**What needs to be done**
Retype every one of the rows below word for word, keeping each line the same as it appears.

**Task data**
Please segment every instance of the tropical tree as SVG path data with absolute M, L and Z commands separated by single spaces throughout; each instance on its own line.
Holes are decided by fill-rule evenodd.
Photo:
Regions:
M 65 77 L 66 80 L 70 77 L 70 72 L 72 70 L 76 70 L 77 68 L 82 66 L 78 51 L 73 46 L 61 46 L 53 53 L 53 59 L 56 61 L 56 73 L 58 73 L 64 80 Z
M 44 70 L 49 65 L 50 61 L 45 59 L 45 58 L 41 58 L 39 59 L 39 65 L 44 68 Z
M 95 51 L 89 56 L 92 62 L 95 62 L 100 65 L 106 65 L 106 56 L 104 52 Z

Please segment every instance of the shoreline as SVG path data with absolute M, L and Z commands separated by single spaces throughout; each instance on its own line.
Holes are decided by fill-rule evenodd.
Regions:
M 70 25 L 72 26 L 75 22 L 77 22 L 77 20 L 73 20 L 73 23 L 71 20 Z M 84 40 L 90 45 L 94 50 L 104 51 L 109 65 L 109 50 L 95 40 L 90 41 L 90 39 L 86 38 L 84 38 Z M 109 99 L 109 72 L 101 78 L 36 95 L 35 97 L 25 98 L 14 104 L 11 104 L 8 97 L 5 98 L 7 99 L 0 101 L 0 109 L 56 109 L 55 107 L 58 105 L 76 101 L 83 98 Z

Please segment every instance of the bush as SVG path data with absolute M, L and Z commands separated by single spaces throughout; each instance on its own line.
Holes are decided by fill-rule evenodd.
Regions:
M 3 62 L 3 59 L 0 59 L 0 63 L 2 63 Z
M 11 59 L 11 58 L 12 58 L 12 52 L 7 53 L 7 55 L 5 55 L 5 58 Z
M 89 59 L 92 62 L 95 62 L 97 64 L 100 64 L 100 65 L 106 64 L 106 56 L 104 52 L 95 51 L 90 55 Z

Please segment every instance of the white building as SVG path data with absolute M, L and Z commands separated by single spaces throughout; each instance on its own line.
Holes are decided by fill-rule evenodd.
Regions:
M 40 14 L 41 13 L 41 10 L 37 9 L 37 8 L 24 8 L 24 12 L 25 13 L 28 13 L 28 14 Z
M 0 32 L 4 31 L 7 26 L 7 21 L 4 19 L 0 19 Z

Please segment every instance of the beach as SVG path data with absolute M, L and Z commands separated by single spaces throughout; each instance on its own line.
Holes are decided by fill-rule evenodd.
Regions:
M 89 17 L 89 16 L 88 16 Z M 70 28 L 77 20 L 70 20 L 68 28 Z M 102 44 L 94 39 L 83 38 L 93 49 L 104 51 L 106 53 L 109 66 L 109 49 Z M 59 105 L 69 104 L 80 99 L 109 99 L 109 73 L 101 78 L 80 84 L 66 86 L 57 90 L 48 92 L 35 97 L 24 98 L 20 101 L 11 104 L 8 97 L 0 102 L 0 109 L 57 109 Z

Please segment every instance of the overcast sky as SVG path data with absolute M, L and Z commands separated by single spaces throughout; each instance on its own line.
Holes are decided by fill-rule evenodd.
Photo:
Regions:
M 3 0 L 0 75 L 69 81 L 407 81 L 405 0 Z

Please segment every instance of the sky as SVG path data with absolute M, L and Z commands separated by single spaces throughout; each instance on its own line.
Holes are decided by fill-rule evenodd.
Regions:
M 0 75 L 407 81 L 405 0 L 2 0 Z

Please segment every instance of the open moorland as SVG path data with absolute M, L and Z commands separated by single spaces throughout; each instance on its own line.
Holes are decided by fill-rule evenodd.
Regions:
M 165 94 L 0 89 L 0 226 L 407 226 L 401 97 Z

**Task solution**
Please segment every instance of the tropical tree as SVG path data with absolute M, L and Z commands separated by single spaces throughout; each instance on its own line.
Holes are decided by fill-rule evenodd.
Photo:
Regions:
M 65 77 L 66 80 L 70 77 L 70 72 L 72 70 L 76 70 L 77 68 L 82 66 L 78 51 L 73 46 L 61 46 L 53 53 L 53 59 L 56 61 L 56 73 L 58 73 L 64 80 Z
M 44 70 L 49 65 L 50 61 L 45 59 L 45 58 L 41 58 L 39 59 L 39 65 L 44 68 Z
M 95 51 L 89 56 L 92 62 L 95 62 L 100 65 L 106 65 L 106 56 L 104 52 Z

Please segment every instance of the shoreline as SVG path data with absolute M, L and Z commands separated by single spaces throughout; each instance on its own line.
Holes are decided by fill-rule evenodd.
Regions:
M 70 25 L 72 26 L 75 22 L 77 22 L 77 20 L 73 20 L 73 23 L 71 20 Z M 84 40 L 90 45 L 94 50 L 104 51 L 109 65 L 109 50 L 95 40 L 90 41 L 90 39 L 86 38 L 84 38 Z M 109 99 L 109 72 L 101 78 L 36 95 L 35 97 L 25 98 L 14 104 L 11 104 L 8 97 L 5 98 L 7 99 L 0 101 L 0 109 L 56 109 L 55 107 L 58 105 L 76 101 L 83 98 Z

Please segment every instance of the bush as SVG path data with absolute M, L and Z commands separated by single spaces throughout; each instance on its own line.
Holes are decided by fill-rule evenodd.
Regions:
M 3 62 L 3 59 L 0 59 L 0 63 L 2 63 Z
M 11 59 L 11 58 L 12 58 L 12 52 L 7 53 L 7 55 L 5 55 L 5 58 Z
M 89 59 L 92 62 L 95 62 L 97 64 L 100 64 L 100 65 L 106 64 L 106 56 L 104 52 L 95 51 L 90 55 Z

Please segment every instance of the white building as SVG path data with absolute M, L and Z commands separated by single spaces throughout; each instance on its own line.
Holes are decided by fill-rule evenodd.
Regions:
M 40 14 L 41 13 L 41 10 L 37 9 L 37 8 L 24 8 L 24 12 L 25 13 L 28 13 L 28 14 Z
M 0 32 L 4 31 L 7 26 L 7 21 L 4 19 L 0 19 Z

Please segment every instance of the beach as SVG path data with absolute M, L and Z commands separated by single spaces throughout; each instance on its own line.
Holes are decided by fill-rule evenodd.
Regions:
M 89 17 L 89 16 L 88 16 Z M 70 28 L 77 20 L 70 20 L 68 28 Z M 102 44 L 94 39 L 83 38 L 93 49 L 104 51 L 106 53 L 109 66 L 109 49 Z M 59 105 L 69 104 L 80 99 L 109 99 L 109 73 L 101 78 L 80 84 L 66 86 L 57 90 L 48 92 L 35 97 L 24 98 L 20 101 L 11 104 L 8 97 L 0 102 L 0 109 L 57 109 Z

Please segment every instance of the overcast sky as SVG path data with absolute M, L and Z commands separated by single spaces throughout; each instance on its own line.
Holes are decided by fill-rule evenodd.
Photo:
Regions:
M 3 0 L 0 75 L 69 81 L 407 81 L 405 0 Z

Please segment every instance of the sky as SVG path data with absolute M, L and Z commands separated by single spaces throughout; each instance on its own line.
Holes are decided by fill-rule evenodd.
Regions:
M 0 75 L 407 81 L 405 0 L 2 0 Z

Please segment every instance of the open moorland as SVG path data with absolute M, L and Z commands separated by single spaces throughout; each instance on its own line.
Holes are decided by fill-rule evenodd.
Regions:
M 165 94 L 0 89 L 0 226 L 407 226 L 401 97 Z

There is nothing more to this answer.